**QUOTED PASSAGE:**
***
Sometimes in the early stages of a new relationship it is hard to be vigilant in looking for signs that your new boyfriend or girlfriend might be emotionally abusive. No abuser is going to come right out and tell you that they are an unhealthy catch so it is your duty to keep an eye peeled for red flags of possible emotional abuse.
Jealousy
While some jealousy may be normal, emotional abusers are abnormally jealous. Abusers may be jealous of your friends, your family. Abusers may even be jealous of your pets, your children, and previous relationships.
Control
An abuser will try to separate you from your friends and family. Abusers may complain to you about your friends or criticize your family. If your current romantic love interest asks you to cut off friends or other relationships, beware.
Hot Temper
Emotional abusers tend to be hot tempered and can be explosive in their anger. Think about it. Is this really someone you want to spend the rest of your life with?
Perpetual Victim
The emotional abuser cannot accept responsibility for their own behavior or actions. As a result, the abuser blames others and places themselves in a constant state of victim-hood. While you may be tempted to feel sorry for these poor, neglected souls, look again. Eventually, the emotional abuser will blame you for everything.
Walking on Eggshells
People in abusive relationships often talk about how careful they are to not provoke their abuser in anyway. This feeling of constant emotional vigilance is known as walking on eggshells, and it is a classic sign of an abusive relationship.
Family & Friend Warnings
Family and friends may warn you about the emotional abuser. To those on the outside it is frequently obvious that you may be involved with someone who does not have your best interests at heart. Listen to the feedback of family and friends, it could save your life.
Makeup Sex or Abusive Sex
The emotional abuser likes to trap you in a cycle of fighting resolved by makeup sex. While some may find this sexy, it is an unhealthy repetition of bad behavior that should not be tolerated. The emotional abuser may also bully or demand sex from you. Just because you are in a relationship doesn't mean you are like some sex doll always available for action. No means no, even in a marriage or committed relationship.
Constant Criticism
The emotional abuser systematically breaks down your self-esteem by criticizing everything you do, from how you dress, wear your hair, or even mundane things such as cutting vegetables. Slowly, the emotional abuser breaks down your self esteem by placing a negative and critical voice in your head.
Boundary Violation
If you are involved with an emotional abuser, they will violate your boundaries whenever possible. This might include reading your private journal, looking at your internet history, or perusing your cell phone records. You are entitled to privacy in any relationship.
So remember to keep these red flags in the back of your mind the next time you begin a relationship. An emotional abuser is a dangerous and toxic person to be around much less date or marry. If you are involved with an emotional abuser, seek out a treasured friend or family member to discuss your situation and to ask for advice and help. Also, consider that while not all emotional abusers become physical abusers, emotional abuse always precedes someone who crosses the line and becomes a physical abuser.
Life is too short to spend it with someone who doesn't treasure the unique and wonderful individual that you are.
***
[Records from a collection]

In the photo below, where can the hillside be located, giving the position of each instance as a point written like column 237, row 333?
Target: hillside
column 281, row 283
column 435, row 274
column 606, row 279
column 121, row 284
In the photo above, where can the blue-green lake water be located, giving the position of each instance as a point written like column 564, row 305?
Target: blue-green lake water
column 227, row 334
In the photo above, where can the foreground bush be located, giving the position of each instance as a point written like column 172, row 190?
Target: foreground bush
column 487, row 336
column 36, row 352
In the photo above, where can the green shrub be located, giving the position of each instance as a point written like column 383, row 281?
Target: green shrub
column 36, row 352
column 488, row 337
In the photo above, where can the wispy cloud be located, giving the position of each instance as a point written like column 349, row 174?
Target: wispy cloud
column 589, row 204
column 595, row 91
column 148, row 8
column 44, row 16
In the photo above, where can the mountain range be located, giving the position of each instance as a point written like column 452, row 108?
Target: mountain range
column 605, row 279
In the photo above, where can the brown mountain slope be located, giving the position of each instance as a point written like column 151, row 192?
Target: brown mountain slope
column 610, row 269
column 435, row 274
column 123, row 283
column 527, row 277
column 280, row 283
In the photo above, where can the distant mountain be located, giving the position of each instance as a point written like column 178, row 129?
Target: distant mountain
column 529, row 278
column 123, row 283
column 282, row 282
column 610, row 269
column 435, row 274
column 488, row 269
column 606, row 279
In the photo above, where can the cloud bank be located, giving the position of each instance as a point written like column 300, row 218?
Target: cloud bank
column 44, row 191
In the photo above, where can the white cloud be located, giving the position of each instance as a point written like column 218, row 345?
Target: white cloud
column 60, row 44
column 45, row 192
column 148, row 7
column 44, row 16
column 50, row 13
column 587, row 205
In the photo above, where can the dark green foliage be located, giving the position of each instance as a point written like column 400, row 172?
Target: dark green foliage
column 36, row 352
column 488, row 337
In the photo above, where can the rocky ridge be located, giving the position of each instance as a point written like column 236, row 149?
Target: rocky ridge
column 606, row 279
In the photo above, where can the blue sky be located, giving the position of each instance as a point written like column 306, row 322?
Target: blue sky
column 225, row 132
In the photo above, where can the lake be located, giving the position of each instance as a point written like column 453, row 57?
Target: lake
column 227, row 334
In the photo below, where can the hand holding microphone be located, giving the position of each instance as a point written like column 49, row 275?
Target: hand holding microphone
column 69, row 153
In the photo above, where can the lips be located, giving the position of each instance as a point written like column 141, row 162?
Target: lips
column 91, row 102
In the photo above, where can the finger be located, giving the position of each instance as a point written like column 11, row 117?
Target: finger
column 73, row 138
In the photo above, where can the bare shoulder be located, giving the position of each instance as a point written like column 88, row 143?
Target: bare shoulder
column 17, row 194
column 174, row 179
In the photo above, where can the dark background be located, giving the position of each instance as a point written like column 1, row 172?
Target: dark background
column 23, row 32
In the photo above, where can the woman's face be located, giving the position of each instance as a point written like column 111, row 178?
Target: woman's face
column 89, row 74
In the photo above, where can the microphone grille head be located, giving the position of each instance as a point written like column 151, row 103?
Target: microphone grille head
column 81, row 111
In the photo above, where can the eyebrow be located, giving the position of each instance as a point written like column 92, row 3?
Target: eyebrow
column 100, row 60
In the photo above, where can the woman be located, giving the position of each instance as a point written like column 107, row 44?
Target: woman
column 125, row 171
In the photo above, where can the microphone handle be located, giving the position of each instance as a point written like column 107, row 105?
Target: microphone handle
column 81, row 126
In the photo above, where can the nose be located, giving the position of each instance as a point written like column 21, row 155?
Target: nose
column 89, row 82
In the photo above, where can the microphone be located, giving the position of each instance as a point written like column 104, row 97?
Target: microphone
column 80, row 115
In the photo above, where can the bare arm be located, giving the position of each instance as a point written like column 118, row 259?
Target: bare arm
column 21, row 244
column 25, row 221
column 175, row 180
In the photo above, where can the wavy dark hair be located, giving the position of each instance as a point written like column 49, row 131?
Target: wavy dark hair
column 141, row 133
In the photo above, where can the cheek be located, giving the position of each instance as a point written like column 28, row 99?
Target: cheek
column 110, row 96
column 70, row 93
***
**WHAT YOU WILL DO:**
#1 Copy the article on emotional abuse red flags word for word, from "Sometimes in the" up to and including "possible emotional abuse.".
#2 In the article on emotional abuse red flags, what is the feeling of constant emotional vigilance called?

**EXPECTED RESPONSES:**
#1
Sometimes in the early stages of a new relationship it is hard to be vigilant in looking for signs that your new boyfriend or girlfriend might be emotionally abusive. No abuser is going to come right out and tell you that they are an unhealthy catch so it is your duty to keep an eye peeled for red flags of possible emotional abuse.

#2 Walking on eggshells.